* **DOCUMENT SEGMENT**
- - - - -

The list would be laughable if the threat were not so serious. A failure to raise the debt ceiling would cause a default on government debt, shattering the world’s faith in Treasury bonds as an investment vehicle and almost certainly bringing on another economic downturn. Unlike a government shutdown, a default could leave the Treasury without enough money to pay Social Security benefits or the paychecks of troops.
The full effects remain unknown because no Congress has ever allowed the government to go over the brink before. The Government Accountability Office estimated that simply by threatening to default in 2011, Republicans cost taxpayers $1.3 billion in higher interest payments because of that uncertainty. The 10-year cost of those higher-interest bonds is $18.9 billion.
Any sober-minded lawmaker should realize that the danger of trifling with the debt limit is far too high. But Mr. Boehner has been encouraging his members to toss their pet projects — hey, let’s insist on Congressional approval for every major federal regulation! — onto the towering list of demands.
By day’s end, many Republican members remained skeptical of the leadership plan. But the House leaders clearly hope the president will take the bait and negotiate on a few items on the list, forcing him to break his promise never to bargain over the debt ceiling. Many items on the list are intended to put vulnerable red-state Democratic senators on the spot should the plan wind up in their chamber. One of them, Joe Manchin III of West Virginia, said Thursday he could support a year’s delay on health reform. If the unified Democratic opposition to the debt-ceiling threat is shattered in the Senate, the pressure on Mr. Obama to come to the table would be intense.
But the absurdity of the list shows just how important it is that Mr. Obama ignore every demand and force the House extremists to decide whether they really want to be responsible for an economic catastrophe. He made a mistake by negotiating in 2011, hoping to reach a grand bargain; that produced the corrosive sequester cuts.
To prevent the House from making every debt-ceiling increase an opportunity to issue extortionist demands for rejected policies they can achieve in no other way, the president has to put an end to the routine creation of emergencies once and for all by simply saying no.

- - - - -

Recorded data:
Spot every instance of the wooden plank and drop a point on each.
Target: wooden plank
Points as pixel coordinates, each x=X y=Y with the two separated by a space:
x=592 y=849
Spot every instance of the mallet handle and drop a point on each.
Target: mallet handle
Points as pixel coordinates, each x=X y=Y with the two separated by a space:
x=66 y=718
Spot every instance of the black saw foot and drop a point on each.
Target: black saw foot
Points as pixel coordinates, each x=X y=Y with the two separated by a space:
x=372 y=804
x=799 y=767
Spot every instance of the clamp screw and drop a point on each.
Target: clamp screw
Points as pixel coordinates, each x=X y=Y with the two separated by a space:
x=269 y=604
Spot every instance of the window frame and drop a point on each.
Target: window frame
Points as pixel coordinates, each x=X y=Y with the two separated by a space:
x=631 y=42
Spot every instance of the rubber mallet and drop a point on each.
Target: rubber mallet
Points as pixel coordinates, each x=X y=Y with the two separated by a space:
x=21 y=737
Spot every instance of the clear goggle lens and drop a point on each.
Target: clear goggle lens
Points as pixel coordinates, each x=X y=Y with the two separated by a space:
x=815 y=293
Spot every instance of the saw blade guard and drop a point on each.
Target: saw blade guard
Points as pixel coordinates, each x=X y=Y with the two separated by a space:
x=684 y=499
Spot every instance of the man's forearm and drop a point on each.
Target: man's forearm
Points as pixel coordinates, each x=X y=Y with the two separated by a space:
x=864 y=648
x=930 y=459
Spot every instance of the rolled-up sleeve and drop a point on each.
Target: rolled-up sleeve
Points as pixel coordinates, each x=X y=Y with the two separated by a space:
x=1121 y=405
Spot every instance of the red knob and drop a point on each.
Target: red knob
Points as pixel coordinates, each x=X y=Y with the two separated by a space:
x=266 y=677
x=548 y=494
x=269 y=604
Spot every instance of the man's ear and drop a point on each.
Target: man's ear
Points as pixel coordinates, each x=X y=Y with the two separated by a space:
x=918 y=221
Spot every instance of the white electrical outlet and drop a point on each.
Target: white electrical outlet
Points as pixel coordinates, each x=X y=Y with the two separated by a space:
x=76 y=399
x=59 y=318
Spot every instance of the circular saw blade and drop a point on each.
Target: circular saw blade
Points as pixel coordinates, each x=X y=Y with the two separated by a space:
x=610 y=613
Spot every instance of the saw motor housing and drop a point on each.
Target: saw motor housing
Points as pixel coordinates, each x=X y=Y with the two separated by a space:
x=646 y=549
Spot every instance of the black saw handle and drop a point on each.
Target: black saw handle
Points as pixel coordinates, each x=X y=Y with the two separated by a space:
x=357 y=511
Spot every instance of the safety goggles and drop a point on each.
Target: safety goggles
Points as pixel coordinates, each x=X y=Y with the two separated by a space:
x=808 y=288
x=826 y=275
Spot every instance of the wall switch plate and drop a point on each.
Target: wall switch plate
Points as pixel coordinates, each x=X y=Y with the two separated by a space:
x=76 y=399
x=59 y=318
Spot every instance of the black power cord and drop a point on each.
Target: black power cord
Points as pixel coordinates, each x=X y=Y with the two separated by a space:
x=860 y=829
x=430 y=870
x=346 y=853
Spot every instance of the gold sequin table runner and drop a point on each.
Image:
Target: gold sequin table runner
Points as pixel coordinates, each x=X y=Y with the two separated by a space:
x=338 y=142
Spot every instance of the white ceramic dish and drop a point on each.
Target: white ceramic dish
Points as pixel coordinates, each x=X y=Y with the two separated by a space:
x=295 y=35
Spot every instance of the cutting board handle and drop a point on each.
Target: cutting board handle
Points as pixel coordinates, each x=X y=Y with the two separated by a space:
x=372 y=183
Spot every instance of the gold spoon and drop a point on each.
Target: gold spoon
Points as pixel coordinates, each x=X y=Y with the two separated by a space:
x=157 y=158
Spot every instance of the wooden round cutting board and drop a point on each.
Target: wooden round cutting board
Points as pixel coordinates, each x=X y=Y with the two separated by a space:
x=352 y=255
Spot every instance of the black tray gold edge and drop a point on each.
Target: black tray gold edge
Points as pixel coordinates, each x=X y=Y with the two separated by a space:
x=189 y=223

- - - - -

* **BRIEF**
Name every person mentioned by name in the passage on the debt ceiling above.

* **ANSWER TO THE PROBLEM**
Mr. Boehner, Joe Manchin III, Mr. Obama